**課題**
「[spot] the gray」を含む行から記録の最後の行まで、一字一句変えずに書き写してもらえますか。最初と最後の行も含めてください。

--------------------------------------------------

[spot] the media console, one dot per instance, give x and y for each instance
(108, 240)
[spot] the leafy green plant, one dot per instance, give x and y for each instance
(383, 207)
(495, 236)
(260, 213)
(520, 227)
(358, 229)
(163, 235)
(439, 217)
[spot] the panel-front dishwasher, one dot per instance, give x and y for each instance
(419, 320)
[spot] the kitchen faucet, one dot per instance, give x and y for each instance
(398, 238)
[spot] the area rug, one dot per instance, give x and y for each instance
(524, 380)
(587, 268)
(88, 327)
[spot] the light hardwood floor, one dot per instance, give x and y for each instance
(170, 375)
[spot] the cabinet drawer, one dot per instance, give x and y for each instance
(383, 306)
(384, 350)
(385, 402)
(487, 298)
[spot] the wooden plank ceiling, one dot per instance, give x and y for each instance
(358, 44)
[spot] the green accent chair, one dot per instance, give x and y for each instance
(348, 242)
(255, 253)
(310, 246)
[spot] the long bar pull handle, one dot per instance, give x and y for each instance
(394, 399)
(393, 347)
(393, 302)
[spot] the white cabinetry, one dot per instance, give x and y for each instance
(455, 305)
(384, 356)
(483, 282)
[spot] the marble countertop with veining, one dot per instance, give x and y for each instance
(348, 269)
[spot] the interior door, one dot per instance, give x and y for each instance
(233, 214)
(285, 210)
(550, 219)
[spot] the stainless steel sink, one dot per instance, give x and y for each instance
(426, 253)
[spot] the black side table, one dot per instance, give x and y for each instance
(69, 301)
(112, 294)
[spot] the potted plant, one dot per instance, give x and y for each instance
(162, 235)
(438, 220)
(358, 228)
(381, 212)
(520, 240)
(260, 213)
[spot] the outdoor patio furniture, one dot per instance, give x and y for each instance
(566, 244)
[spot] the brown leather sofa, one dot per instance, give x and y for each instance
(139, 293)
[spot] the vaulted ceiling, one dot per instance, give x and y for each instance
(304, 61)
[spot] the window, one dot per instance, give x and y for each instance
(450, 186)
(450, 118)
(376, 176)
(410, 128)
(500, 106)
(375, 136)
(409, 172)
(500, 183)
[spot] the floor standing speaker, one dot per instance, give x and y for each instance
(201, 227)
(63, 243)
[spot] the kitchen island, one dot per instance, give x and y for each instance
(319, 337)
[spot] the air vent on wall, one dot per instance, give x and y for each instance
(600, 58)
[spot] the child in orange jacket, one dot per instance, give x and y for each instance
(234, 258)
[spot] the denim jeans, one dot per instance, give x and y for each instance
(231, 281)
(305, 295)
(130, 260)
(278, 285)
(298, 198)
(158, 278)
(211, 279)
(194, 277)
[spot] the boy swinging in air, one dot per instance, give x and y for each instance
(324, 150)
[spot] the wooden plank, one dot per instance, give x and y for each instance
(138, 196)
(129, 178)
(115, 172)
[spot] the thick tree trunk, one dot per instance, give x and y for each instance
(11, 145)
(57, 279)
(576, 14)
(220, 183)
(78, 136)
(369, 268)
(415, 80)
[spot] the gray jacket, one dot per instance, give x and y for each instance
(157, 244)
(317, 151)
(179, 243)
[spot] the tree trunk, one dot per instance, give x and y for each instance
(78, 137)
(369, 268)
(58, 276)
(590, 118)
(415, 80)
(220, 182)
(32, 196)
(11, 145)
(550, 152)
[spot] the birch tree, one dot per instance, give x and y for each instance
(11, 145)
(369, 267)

--------------------------------------------------

**解答例**
[spot] the gray jacket, one dot per instance, give x and y for each instance
(157, 244)
(317, 151)
(179, 243)
[spot] the tree trunk, one dot per instance, give x and y for each instance
(78, 137)
(369, 268)
(58, 276)
(590, 118)
(415, 80)
(220, 182)
(32, 196)
(11, 145)
(550, 152)
[spot] the birch tree, one dot per instance, give x and y for each instance
(11, 145)
(369, 267)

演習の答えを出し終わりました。